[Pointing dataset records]

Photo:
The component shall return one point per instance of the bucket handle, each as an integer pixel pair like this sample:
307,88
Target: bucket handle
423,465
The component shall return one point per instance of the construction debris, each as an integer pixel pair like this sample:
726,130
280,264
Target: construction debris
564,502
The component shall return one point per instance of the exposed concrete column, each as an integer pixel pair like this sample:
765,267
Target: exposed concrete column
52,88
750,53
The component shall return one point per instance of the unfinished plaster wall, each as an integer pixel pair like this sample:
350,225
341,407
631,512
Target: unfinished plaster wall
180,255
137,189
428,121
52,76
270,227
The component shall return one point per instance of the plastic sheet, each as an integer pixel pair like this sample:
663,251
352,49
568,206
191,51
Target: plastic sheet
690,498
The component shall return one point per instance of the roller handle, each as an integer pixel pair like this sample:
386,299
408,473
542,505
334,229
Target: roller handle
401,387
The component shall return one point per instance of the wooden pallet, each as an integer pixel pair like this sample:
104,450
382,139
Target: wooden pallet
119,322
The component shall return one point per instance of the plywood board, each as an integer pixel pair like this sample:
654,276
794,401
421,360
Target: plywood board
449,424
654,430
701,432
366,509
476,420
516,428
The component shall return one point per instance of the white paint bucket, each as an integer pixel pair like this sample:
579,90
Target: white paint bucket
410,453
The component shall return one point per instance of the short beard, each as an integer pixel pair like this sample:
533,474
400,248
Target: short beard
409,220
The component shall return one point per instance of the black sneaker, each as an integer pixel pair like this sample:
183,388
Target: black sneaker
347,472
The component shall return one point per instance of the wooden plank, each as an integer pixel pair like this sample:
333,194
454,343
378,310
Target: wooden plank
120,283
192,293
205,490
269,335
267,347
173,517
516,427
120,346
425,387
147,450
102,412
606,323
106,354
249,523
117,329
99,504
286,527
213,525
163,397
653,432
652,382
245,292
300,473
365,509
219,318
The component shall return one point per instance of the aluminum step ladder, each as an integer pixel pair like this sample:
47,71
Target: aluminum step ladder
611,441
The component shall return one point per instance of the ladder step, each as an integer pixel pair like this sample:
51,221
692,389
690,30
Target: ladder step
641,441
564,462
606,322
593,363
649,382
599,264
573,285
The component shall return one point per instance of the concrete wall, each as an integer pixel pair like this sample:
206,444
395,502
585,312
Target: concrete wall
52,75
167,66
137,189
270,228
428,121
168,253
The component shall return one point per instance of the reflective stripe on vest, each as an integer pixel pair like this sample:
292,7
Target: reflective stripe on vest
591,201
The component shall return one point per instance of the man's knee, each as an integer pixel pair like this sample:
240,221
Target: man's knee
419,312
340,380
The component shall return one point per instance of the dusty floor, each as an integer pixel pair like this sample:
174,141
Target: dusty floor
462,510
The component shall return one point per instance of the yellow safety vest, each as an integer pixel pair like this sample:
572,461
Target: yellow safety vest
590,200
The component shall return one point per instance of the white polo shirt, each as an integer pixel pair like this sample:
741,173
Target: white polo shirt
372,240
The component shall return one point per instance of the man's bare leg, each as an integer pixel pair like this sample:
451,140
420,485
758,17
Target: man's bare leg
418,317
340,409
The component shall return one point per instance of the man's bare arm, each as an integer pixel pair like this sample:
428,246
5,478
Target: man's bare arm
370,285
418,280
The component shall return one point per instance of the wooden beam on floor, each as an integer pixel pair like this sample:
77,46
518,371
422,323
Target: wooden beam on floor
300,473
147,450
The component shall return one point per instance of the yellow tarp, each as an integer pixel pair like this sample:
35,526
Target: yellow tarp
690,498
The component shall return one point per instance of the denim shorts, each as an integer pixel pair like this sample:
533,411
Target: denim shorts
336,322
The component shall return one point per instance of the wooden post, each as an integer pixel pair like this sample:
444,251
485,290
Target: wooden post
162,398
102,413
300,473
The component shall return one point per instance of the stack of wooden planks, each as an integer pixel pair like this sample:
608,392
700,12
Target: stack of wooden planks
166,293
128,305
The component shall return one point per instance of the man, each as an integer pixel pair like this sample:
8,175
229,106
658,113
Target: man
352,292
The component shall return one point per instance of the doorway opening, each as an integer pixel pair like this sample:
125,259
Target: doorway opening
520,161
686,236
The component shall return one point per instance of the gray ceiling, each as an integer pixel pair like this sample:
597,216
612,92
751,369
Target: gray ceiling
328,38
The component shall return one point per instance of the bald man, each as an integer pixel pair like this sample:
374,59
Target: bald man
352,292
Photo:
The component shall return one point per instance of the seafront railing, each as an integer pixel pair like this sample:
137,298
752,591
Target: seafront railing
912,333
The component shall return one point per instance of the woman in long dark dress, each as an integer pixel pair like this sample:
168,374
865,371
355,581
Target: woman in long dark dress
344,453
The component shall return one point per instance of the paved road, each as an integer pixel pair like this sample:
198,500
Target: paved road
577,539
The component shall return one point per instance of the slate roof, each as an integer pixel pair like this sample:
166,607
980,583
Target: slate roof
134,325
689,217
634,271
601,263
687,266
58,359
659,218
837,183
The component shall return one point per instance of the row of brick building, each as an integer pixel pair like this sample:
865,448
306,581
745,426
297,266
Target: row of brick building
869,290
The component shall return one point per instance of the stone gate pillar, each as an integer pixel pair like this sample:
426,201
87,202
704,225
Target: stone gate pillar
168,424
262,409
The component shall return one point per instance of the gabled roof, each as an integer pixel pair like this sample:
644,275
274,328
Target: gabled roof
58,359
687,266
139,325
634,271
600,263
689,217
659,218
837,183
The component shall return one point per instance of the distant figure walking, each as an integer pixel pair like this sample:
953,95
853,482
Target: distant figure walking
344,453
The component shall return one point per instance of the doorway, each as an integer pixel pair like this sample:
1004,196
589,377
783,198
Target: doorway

▶ [Requirement] Rewrite every one of the records above, replacing "pixel pair" with "coordinate pair" and leaving everything else as it is.

▶ [Finished answer]
Photo:
The component shall return one point per instance of the bucket handle, each as an integer coordinate pair like this sample:
307,88
Target: bucket handle
423,465
The component shall return one point per instance of the construction debris, each as an integer coordinate pair like this sample:
726,130
280,264
Target: construction debris
564,502
The component shall return one point per instance of the exposed concrete column, each as an integer coordinate pair like this sample:
765,267
Target: exposed concrete column
52,88
750,53
The component shall return one point per instance of the unfinished plaster wall, each as an integer coordinate pair like this sample:
350,225
341,407
631,512
Target: unfinished plaster wall
180,255
137,189
428,121
52,76
270,227
The component shall return one point per instance of the plastic sheet, each as an integer coordinate pair like this sample:
663,251
352,49
568,206
191,51
Target: plastic sheet
690,498
The component shall return one point per instance of the roller handle, each as an integer coordinate pair like this sample:
386,299
408,473
542,505
334,229
Target: roller handle
401,387
The component shall return one point per instance of the wooden pallet, each as an integer coordinate pair like this sample:
104,450
382,139
Target: wooden pallet
119,322
The component shall return one point per instance of the plywood board, each as an integer coordinate pair like this sample:
654,276
794,401
421,360
Target: plywood board
449,424
654,430
701,432
366,509
476,420
516,428
The component shall return one point per instance of the white paint bucket, each as an integer coordinate pair like this sample:
579,90
Target: white paint bucket
410,453
The component shall return one point per instance of the short beard, each as an integer coordinate pair like this sample:
533,474
400,248
Target: short beard
409,220
The component shall return one point per instance of the black sneaker, each as an integer coordinate pair like this sample:
183,388
Target: black sneaker
347,472
The component shall return one point per instance of the wooden plank, each as an integer coordinate pair like this sample:
333,194
454,343
378,310
Target: wooden plank
120,283
192,293
205,490
269,335
267,347
173,517
516,427
120,346
425,387
147,450
102,412
606,323
106,354
249,523
117,329
99,504
286,527
213,525
163,397
653,432
652,382
245,292
300,473
365,509
219,318
The component shall return one point per instance of the aluminum step ladder, each as an integer coordinate pair like this sample:
47,71
Target: aluminum step ladder
611,441
The component shall return one point per instance of the ladder step, each as an integer coordinate pair like this sample:
51,221
692,389
690,30
Target: ladder step
641,441
564,462
606,322
593,363
649,382
599,264
573,285
The component shall return one point per instance of the concrete wall, each as an integer coordinate pair like this sample:
206,444
395,502
585,312
Target: concrete wall
52,75
167,66
137,189
270,228
428,121
168,253
The component shall return one point per instance of the reflective stripe on vest, each as an integer coordinate pair like this sample:
292,7
Target: reflective stripe on vest
591,201
The component shall return one point per instance of the man's knee, each as an integer coordinate pair like this sample:
240,221
Target: man's knee
419,312
340,380
The component shall return one point per instance of the dusty floor, each as an integer coordinate pair like this sample:
174,141
Target: dusty floor
462,510
The component shall return one point per instance of the yellow safety vest, each as an integer coordinate pair like this sample:
572,461
Target: yellow safety vest
590,200
The component shall return one point per instance of the white polo shirt, each as an integer coordinate pair like this sample:
741,173
Target: white polo shirt
372,240
The component shall return one point per instance of the man's bare leg, each as an integer coordinate pair like this sample:
451,140
420,485
758,17
Target: man's bare leg
418,317
340,409
The component shall return one point per instance of the man's bare arm, each as an integer coordinate pair like this sample:
428,246
5,478
Target: man's bare arm
370,285
418,280
The component shall return one point per instance of the wooden beam on floor, each as an integer coordinate pair like this sample:
77,46
518,371
422,323
Target: wooden beam on floor
300,473
147,450
The component shall return one point per instance of the yellow tarp, each as an integer coordinate pair like this sample:
35,526
Target: yellow tarp
690,498
The component shall return one point per instance of the denim shorts, each as an integer coordinate pair like this sample:
533,411
Target: denim shorts
336,322
The component shall return one point per instance of the wooden post, each as an integer coordinate pair like this sample:
444,251
485,290
Target: wooden post
162,398
102,413
300,473
The component shall return one point per instance of the stack of wooden planks, each as an integer coordinate pair like this sample:
608,392
700,12
Target: stack of wooden planks
166,293
128,305
The component shall return one point per instance of the man, each as an integer coordinate pair like this sample:
8,175
229,106
658,113
Target: man
352,292
The component shall return one point per instance of the doorway opening, each as an integer coordinate pair like this sample:
125,259
Target: doorway opening
520,161
686,236
The component shall return one point per instance of the gray ceiling, each as an integer coordinate pair like this sample:
597,216
612,92
751,369
Target: gray ceiling
328,38
The component shall return one point per instance of the bald man, each as an integer coordinate pair like this sample:
374,59
Target: bald man
352,292
Photo:
The component shall return one point per instance of the seafront railing, each as an integer coordinate pair like this sample:
137,298
752,591
Target: seafront railing
912,333
The component shall return one point per instance of the woman in long dark dress, each as an integer coordinate pair like this sample:
168,374
865,371
355,581
Target: woman in long dark dress
344,453
The component shall return one point per instance of the paved road, each as an integer coordinate pair like this sample:
198,500
Target: paved road
577,539
The component shall return one point per instance of the slate roof, each as an integer coordinate pair like this sample:
166,607
980,583
Target: slate roof
134,325
689,217
634,271
601,263
687,266
58,359
659,218
837,183
The component shall return one point per instance of the row of brick building, each as an integer coordinate pair like this sample:
865,448
306,581
745,426
297,266
Target: row of brick building
869,290
The component shall return one point per instance of the stone gate pillar, each as an integer coordinate pair like this sample:
426,201
87,202
704,225
Target: stone gate pillar
168,424
262,409
The component shall return one point per instance of the gabled roof, each as an integer coordinate pair like this sample:
644,275
274,328
Target: gabled roof
58,359
687,266
139,325
634,271
600,263
689,217
659,218
837,183
The component shall return one point per instance of the distant figure walking, each as an integer coordinate pair like this sample:
953,95
853,482
Target: distant figure walking
344,453
The component shall return one point per instance of the doorway, each as an integer coordinate pair like this sample:
1004,196
589,377
783,198
Target: doorway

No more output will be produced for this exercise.